### REQUIREMENTS
(1) Write out every line of the entries word for word, but leave the pictures out of your answer.
(2) Carry on the passage about containers and cloud system design from the point where it stops.

### SOURCE
────────────────────────────────────────
Adding to the size of the design space is the capability to use containers as the means for enabling portability of application components and work loads across cloud providers, essentially expanding on the characteristic of resource pooling. In conjunction with a cloud orchestration layer, containers allow for a series of benefits like reduced (infrastructure) complexity, automation of portability, better governance and security management, transparent geographical domain-aware distribution, and the ability to automate services that offer policy-based optimization and self-configuration [23]. As a result, there are many possible system configuration options that are optimal under different dimensions [4], e.g. cost versus performance, creating exceptional challenges to software architects in identifying the best solution for their needs.
────────────────────────────────────────
(Lines of data)
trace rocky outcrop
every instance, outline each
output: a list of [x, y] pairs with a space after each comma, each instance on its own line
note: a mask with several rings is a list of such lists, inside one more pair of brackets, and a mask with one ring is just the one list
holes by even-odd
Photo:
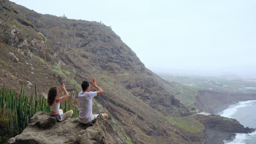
────────────────────────────────────────
### FINAL ANSWERS
(1)
trace rocky outcrop
every instance, outline each
output: a list of [x, y] pairs with a space after each comma, each instance on its own line
note: a mask with several rings is a list of such lists, inside one more pair of brackets, and a mask with one ring is just the one list
holes by even-odd
Photo:

(2)
3
Requirements on the Solution Space
From the discussion above it becomes quickly obvious that addressing these challenges is a multi-faceted undertaking, and that their nature requires them to be considered throughout the lifecycle of software systems operating in the Cloud. The following constraints are, as a result, imposed on possible solutions for engineering cloud-based applications (CBAs):
1. Irrespective of the purpose and type of software under consideration, cloud-based application development should understand and incorporate service-orientation concepts. In practice, this means that resources are accessed through programmatic interfaces, which in turn favors the Infrastructure as a Code approach [16] that homogenizes the way that the software itself and its supporting infrastructure is managed. Across similar lines, cloud service composition [18], which deals with the selection and aggregation of cloud services in order to support software, needs to be considered on equal grounds with (software) service composition [30] which delivers functionality by combining independent services.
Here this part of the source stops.